◆ O QUE FAZER: Com base no texto sobre o direito de reversão, explique porque não foi admitido recurso de revista para o Supremo sobre a contagem do prazo de 20 anos a partir da expropriação. Responda em uma a três frases.

◆ TEXTO:
--------

Debruçando-se sobre o artigo 5.º/4-a) do CE/91, este acórdão sublinhou, além do mais, que 'de acordo com o que se estatui neste preceito, a Expropriante estava obrigada a aplicar os bens objeto da expropriação na finalidade que a determinou no prazo de dois anos a contar da sua adjudicação sob pena, de não o fazendo, nascer na esfera jurídica dos Expropriados o direito de reversão, isto é, o direito a reaverem os bens expropriados. Este direito, contudo, não era um direito ilimitado suscetível de ser exercido a todo o tempo já que se operava a sua caducidade quando esse exercício não se fizesse no prazo de dois anos a contar da ocorrência do facto que o originou. Todavia, e para além da caducidade do direito de reversão, a lei previa também a possibilidade da sua cessação, a qual ocorria sempre que decorressem 20 anos sobre a data da adjudicação - vd. n.º 4, alínea a) daquele artigo 5.º Ou seja, o direito de reversão não só caducava pelo seu não exercício no prazo de dois anos a partir do momento do seu nascimento, como também prescrevia quando fossem decorridos vinte anos sobre a data da adjudicação dos bens.'

Reafirmaram esta jurisprudência, entre outros, os Acórdãos do STA, de 05.04.2004, P. 01386/02; e do Pleno da Secção do CA, de 02.06.2004, P. 046991; e, mais recentemente, o Acórdão do TCAN, de 19.11.2015, P. 00988/12.9BEAVR.

Assim, a questão da contagem do prazo de 20 anos, previsto no art 5.º/1 do CE/91, a partir da expropriação, mesmo quando esta tenha data anterior a tal Código, já foi objeto de jurisprudência constante do Supremo Tribunal Administrativo e decidida em conformidade pelas instâncias, o que, aliás, já determinou a não admissão de recurso de revista para o Supremo sobre essa mesma questão (cf. Acórdão do STA, de 05.05.2011, P. 0411/11).

--------

◆ ENTRADAS:
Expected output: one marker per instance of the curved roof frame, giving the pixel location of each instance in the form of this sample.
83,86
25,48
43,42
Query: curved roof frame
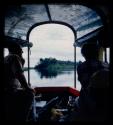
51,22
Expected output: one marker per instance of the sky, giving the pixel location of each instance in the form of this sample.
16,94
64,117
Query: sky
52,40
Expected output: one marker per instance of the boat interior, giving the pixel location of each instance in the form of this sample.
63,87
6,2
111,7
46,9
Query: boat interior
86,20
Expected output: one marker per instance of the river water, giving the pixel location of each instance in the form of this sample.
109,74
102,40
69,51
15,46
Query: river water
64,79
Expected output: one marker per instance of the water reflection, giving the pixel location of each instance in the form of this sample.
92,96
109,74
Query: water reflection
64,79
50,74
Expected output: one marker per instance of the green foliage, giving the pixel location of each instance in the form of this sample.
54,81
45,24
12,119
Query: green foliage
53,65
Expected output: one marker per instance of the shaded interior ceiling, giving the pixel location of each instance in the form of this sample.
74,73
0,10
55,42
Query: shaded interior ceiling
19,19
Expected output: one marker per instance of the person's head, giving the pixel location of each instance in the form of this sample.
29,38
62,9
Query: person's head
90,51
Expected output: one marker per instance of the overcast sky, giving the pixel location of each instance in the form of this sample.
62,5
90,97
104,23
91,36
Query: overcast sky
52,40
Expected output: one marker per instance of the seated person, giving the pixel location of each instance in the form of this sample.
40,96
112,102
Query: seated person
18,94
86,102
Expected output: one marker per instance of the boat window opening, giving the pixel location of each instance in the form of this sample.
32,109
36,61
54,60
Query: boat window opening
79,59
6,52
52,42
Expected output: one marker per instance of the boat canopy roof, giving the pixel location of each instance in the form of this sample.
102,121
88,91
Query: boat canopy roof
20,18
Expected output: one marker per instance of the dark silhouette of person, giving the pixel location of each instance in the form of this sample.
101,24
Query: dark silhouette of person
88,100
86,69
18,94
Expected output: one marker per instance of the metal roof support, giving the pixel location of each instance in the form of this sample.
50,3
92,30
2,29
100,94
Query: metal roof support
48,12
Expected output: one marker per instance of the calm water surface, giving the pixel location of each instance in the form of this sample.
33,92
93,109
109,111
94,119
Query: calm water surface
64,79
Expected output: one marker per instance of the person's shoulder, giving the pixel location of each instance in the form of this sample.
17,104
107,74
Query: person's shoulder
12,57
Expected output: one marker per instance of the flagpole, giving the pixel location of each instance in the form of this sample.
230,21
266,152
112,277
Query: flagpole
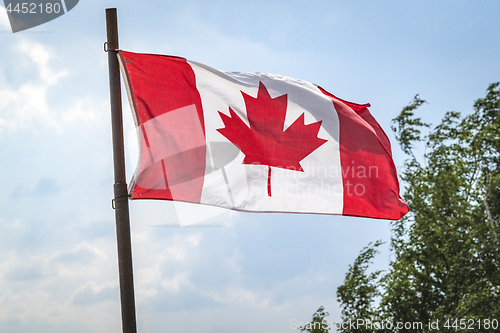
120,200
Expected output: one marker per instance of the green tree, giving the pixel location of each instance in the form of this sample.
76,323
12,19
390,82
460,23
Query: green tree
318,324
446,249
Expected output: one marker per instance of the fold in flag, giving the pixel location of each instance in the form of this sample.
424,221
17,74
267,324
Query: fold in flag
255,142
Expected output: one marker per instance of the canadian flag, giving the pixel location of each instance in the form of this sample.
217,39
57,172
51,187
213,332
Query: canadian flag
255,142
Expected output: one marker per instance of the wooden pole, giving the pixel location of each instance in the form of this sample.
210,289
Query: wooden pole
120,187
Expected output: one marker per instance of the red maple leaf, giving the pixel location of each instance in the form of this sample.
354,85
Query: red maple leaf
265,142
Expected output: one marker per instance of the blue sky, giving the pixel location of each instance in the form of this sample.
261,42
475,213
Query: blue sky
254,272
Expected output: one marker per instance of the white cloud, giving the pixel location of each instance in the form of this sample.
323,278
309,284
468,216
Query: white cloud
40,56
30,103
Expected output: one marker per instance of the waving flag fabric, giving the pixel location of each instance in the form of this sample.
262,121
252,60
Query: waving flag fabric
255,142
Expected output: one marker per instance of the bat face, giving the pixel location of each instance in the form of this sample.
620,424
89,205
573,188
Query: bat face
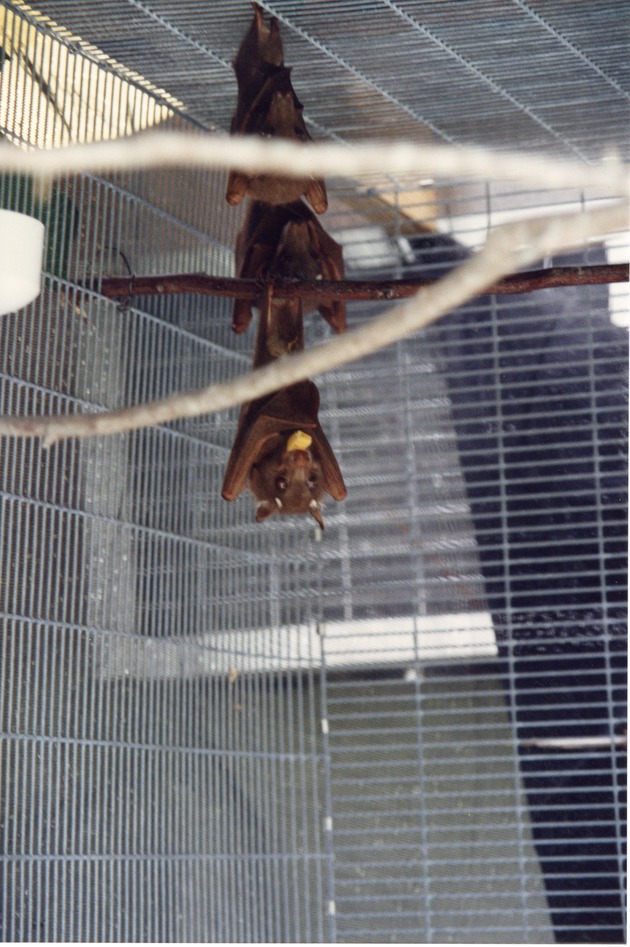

--------

◆ RESPOSTA: O recurso de revista não foi admitido porque a contagem do prazo de 20 anos a partir da expropriação, mesmo anterior ao CE/91, já era objeto de jurisprudência constante do Supremo Tribunal Administrativo. As instâncias também já a tinham decidido em conformidade.